--- start ---
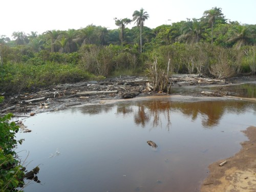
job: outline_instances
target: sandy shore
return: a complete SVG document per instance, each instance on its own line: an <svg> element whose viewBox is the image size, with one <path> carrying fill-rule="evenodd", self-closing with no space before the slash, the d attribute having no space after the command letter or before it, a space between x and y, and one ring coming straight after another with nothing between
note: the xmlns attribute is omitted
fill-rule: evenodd
<svg viewBox="0 0 256 192"><path fill-rule="evenodd" d="M243 131L249 138L233 157L209 166L210 175L203 182L201 192L256 191L256 127ZM220 166L224 161L227 162Z"/></svg>

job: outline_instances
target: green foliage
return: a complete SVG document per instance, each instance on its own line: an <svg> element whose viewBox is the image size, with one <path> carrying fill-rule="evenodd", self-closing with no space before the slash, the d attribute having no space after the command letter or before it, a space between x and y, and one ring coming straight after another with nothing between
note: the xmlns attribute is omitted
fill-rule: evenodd
<svg viewBox="0 0 256 192"><path fill-rule="evenodd" d="M0 69L0 89L9 93L96 78L78 65L49 61L40 65L9 62Z"/></svg>
<svg viewBox="0 0 256 192"><path fill-rule="evenodd" d="M16 157L14 150L23 139L16 140L15 133L19 127L14 122L9 122L12 115L0 117L0 191L18 191L24 186L25 167Z"/></svg>

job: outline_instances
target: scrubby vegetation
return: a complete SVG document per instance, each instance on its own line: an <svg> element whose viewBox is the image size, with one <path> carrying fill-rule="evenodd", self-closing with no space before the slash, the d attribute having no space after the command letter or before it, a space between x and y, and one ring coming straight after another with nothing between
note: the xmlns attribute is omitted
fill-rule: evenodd
<svg viewBox="0 0 256 192"><path fill-rule="evenodd" d="M18 93L52 84L157 71L164 78L178 73L202 73L218 79L255 74L256 25L229 21L216 7L202 13L200 18L152 29L145 26L149 14L141 9L133 13L133 19L115 18L117 29L91 25L41 34L14 32L12 40L2 35L0 89ZM137 26L125 28L133 22ZM152 71L152 65L157 70Z"/></svg>
<svg viewBox="0 0 256 192"><path fill-rule="evenodd" d="M52 84L147 75L155 91L169 91L173 73L201 73L217 79L256 73L256 25L225 18L221 9L155 29L145 26L141 9L115 20L118 29L93 25L67 31L0 36L0 90L5 95ZM129 29L134 22L137 26ZM1 98L1 99L2 99ZM0 191L24 186L24 167L14 150L18 126L11 114L0 117Z"/></svg>
<svg viewBox="0 0 256 192"><path fill-rule="evenodd" d="M0 98L3 100L3 97ZM0 117L0 191L17 191L24 185L25 168L17 157L14 150L18 143L15 133L19 130L14 122L9 122L12 114Z"/></svg>

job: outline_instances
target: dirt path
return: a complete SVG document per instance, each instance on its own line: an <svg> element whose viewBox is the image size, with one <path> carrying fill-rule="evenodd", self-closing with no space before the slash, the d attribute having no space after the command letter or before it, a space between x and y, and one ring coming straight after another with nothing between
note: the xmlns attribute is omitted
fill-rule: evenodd
<svg viewBox="0 0 256 192"><path fill-rule="evenodd" d="M209 166L210 175L204 181L201 192L256 191L256 127L243 131L249 140L233 157ZM222 166L219 164L224 161Z"/></svg>

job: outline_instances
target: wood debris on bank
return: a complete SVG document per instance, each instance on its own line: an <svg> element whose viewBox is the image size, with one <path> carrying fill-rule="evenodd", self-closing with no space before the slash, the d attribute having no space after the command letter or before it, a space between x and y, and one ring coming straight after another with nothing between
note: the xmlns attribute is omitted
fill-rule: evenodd
<svg viewBox="0 0 256 192"><path fill-rule="evenodd" d="M200 74L173 75L168 81L170 85L177 87L228 83L223 80L205 78ZM153 92L152 83L145 77L112 77L99 81L53 85L44 89L34 89L31 92L5 97L4 102L0 103L0 112L38 113L61 110L89 101L96 102L100 99L148 96Z"/></svg>

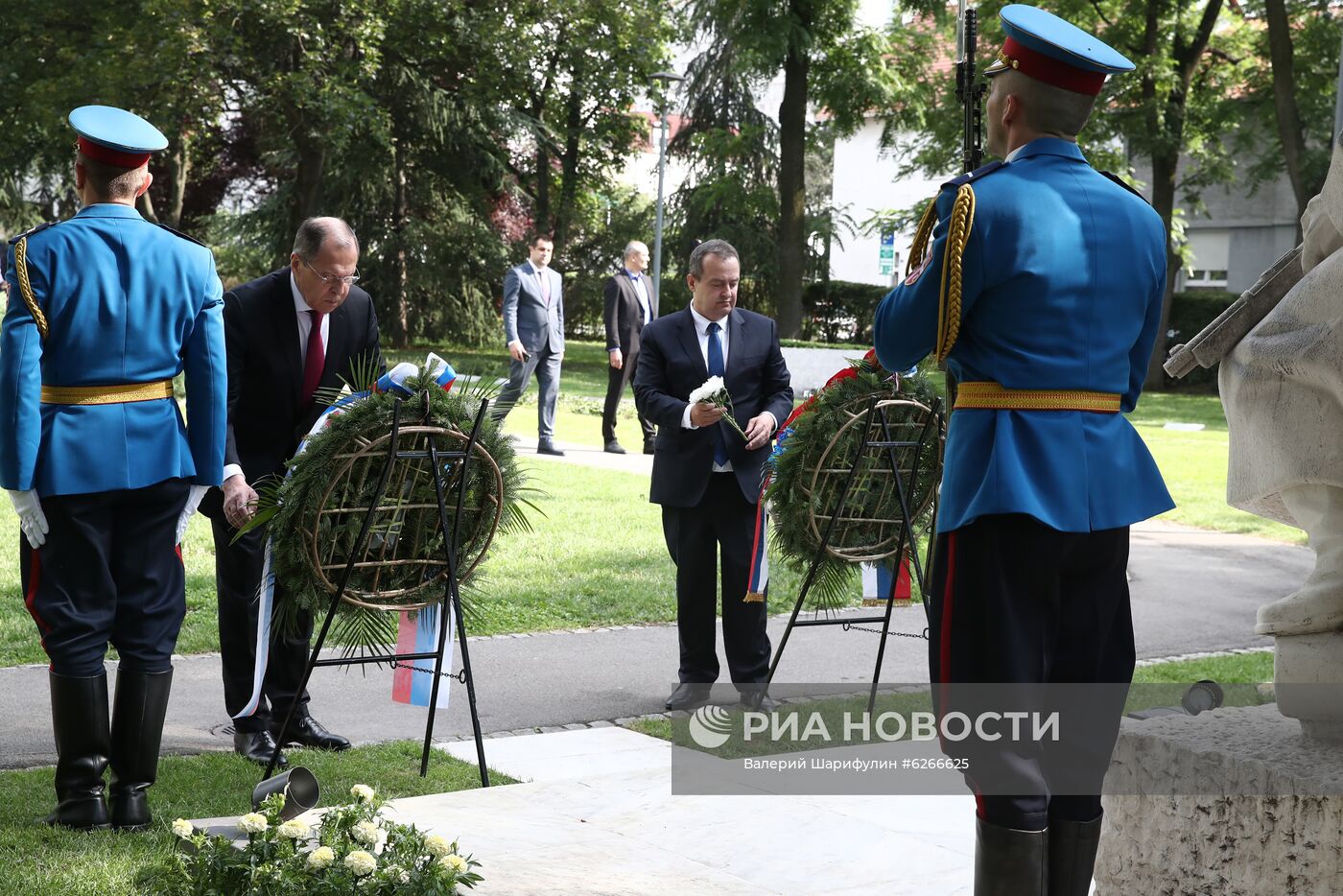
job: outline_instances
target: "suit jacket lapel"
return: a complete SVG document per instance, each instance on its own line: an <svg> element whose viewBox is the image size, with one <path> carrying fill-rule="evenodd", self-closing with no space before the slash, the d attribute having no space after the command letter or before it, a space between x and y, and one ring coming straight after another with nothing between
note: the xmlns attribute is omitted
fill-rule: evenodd
<svg viewBox="0 0 1343 896"><path fill-rule="evenodd" d="M732 384L736 383L737 375L741 372L743 359L747 355L745 337L743 336L745 328L744 314L739 314L736 310L728 314L728 372L723 377L728 392L732 391Z"/></svg>
<svg viewBox="0 0 1343 896"><path fill-rule="evenodd" d="M289 273L277 277L274 310L274 333L279 340L279 351L285 357L285 367L289 371L289 383L294 396L294 406L298 406L304 391L304 365L298 351L298 317L294 312L294 292L289 286Z"/></svg>
<svg viewBox="0 0 1343 896"><path fill-rule="evenodd" d="M681 330L681 347L685 349L690 360L694 361L696 367L700 369L700 383L709 379L709 368L704 363L704 353L700 352L700 334L694 332L694 317L690 314L690 309L686 308L681 312L681 320L677 321L678 329ZM692 386L692 390L700 388L698 384Z"/></svg>
<svg viewBox="0 0 1343 896"><path fill-rule="evenodd" d="M322 379L320 380L321 388L341 384L340 368L344 360L349 357L348 329L349 314L345 313L345 306L341 305L330 313L330 320L326 328L326 364L322 367Z"/></svg>

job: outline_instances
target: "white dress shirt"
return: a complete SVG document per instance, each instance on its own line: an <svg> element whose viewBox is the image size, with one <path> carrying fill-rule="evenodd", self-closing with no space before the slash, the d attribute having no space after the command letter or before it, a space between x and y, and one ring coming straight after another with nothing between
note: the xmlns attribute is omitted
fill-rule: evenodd
<svg viewBox="0 0 1343 896"><path fill-rule="evenodd" d="M696 339L700 340L700 355L704 357L704 369L709 369L709 324L712 321L708 317L705 317L704 314L701 314L700 312L694 310L694 305L690 306L690 317L694 320L694 334L696 334ZM732 312L728 312L723 317L723 320L719 321L719 341L723 343L723 372L724 372L724 377L727 377L727 371L728 371L728 341L729 341L728 340L728 321L729 320L732 320ZM697 429L700 429L698 426L696 426L694 423L690 422L690 408L692 407L694 407L694 406L693 404L686 404L685 406L685 412L681 415L681 429L685 429L685 430L697 430ZM770 414L770 411L761 411L761 412L766 414L766 415L768 415L770 419L774 420L774 426L770 427L771 433L774 430L779 429L779 420L775 418L774 414ZM733 435L736 435L736 433L733 433ZM724 438L727 438L727 437L724 437ZM717 463L714 463L713 465L713 472L714 473L731 473L732 472L732 461L728 461L723 466L719 466Z"/></svg>
<svg viewBox="0 0 1343 896"><path fill-rule="evenodd" d="M298 292L298 283L294 281L294 271L289 271L289 292L294 297L294 320L298 322L298 369L304 369L308 363L308 336L313 332L313 316L309 314L312 310L308 302L304 301L304 294ZM332 332L332 316L322 314L322 353L326 352L326 347L330 344ZM224 481L231 476L238 476L243 472L243 467L238 463L224 465Z"/></svg>

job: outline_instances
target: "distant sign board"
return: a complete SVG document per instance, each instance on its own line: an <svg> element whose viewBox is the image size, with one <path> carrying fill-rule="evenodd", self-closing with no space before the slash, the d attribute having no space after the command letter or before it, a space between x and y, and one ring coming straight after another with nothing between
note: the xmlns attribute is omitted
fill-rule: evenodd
--- end ---
Short problem:
Which lines of the listing above contain the string "target"? Return every one of them in full, matching case exactly.

Written response:
target: sandy shore
target: green foliage
target: scrubby vegetation
target: dirt path
target: wood debris on bank
target: "suit jacket lapel"
target: "white dress shirt"
target: "distant sign board"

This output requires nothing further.